* _Source extract_:
+ + +

How does an ant eat an elephant? One bite at a time. Big problems are composed of smaller, albeit interconnected, problems. Solving the smaller problems will have an implication on the larger problems.

19 January 2010


Wow. This post has been long delayed. Every time I sat down to write up my thoughts, I couldn't. I have had the opportunity to study and read a lot about Haiti. As many of you now know, if you didn't before, that Haiti is the epitome of terrible infrastructure, especially when it comes to it's public health infrastructure. In all of my grad school courses, Haiti was generally used as the example of poor public health. It truly is heart breaking.

+ + +

* _Records shown_:
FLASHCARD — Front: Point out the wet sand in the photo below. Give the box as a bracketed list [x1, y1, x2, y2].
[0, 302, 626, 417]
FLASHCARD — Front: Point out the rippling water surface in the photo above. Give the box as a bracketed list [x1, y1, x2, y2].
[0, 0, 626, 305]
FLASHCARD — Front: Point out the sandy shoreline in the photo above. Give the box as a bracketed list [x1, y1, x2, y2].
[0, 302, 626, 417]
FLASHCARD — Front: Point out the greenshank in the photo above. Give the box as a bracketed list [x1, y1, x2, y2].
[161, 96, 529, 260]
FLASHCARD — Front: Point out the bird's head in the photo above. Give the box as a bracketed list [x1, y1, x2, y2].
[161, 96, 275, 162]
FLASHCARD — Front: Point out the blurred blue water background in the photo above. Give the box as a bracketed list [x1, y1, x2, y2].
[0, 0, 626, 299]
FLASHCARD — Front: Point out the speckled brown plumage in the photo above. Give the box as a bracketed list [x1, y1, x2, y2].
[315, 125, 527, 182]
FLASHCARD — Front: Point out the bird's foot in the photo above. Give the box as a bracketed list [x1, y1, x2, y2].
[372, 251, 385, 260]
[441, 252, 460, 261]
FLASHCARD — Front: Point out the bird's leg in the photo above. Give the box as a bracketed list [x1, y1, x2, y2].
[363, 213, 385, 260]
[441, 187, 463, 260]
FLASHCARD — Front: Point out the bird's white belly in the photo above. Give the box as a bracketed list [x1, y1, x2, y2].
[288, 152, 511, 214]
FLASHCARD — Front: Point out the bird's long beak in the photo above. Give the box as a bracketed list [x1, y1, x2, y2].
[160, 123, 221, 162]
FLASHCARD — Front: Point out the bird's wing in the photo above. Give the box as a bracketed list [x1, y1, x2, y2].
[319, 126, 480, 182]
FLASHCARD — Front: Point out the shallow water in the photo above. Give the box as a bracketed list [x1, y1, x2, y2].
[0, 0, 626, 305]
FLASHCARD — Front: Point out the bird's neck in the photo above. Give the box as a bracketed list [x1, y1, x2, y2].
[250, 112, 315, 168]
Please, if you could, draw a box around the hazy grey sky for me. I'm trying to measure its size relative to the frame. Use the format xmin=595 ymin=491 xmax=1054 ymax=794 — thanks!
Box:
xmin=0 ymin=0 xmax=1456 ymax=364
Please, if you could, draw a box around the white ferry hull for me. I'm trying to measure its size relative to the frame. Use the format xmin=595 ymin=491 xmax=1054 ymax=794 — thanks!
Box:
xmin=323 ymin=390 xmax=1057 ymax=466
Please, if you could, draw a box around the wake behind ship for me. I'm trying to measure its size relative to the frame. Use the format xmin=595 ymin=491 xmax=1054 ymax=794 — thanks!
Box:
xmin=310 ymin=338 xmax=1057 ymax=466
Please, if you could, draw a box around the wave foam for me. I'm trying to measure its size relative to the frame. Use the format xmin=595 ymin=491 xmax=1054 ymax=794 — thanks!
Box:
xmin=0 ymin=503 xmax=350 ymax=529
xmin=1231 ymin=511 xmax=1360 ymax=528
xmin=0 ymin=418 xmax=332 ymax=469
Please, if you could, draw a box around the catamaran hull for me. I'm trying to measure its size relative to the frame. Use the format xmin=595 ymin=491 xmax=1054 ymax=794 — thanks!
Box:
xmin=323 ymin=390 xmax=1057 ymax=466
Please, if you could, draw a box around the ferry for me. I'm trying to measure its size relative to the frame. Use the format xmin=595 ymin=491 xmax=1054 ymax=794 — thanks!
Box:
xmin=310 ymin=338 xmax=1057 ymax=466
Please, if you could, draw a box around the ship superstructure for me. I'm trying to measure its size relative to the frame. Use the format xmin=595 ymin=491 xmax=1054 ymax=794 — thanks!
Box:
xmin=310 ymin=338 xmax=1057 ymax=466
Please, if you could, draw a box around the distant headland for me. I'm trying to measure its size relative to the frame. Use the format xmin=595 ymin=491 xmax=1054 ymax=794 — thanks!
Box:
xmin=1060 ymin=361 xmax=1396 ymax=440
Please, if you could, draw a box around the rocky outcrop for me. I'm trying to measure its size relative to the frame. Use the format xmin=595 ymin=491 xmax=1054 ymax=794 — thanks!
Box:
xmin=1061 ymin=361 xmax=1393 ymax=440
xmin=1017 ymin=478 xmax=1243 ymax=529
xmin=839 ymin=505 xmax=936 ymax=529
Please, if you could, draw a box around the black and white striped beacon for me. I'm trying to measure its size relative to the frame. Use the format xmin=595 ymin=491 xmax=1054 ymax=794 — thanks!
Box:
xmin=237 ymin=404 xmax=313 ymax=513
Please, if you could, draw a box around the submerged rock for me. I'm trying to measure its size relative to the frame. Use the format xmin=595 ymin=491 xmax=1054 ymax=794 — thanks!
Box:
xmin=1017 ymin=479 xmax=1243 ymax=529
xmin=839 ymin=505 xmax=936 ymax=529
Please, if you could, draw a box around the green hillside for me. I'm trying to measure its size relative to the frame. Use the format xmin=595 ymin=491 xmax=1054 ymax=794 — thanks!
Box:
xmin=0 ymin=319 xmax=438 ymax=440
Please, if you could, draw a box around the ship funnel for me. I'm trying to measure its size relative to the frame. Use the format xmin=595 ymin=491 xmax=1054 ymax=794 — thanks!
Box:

+ + +

* _Work task_: Please state the answer the Haiti post gives to how an ant eats an elephant.

* _Exercise response_: One bite at a time.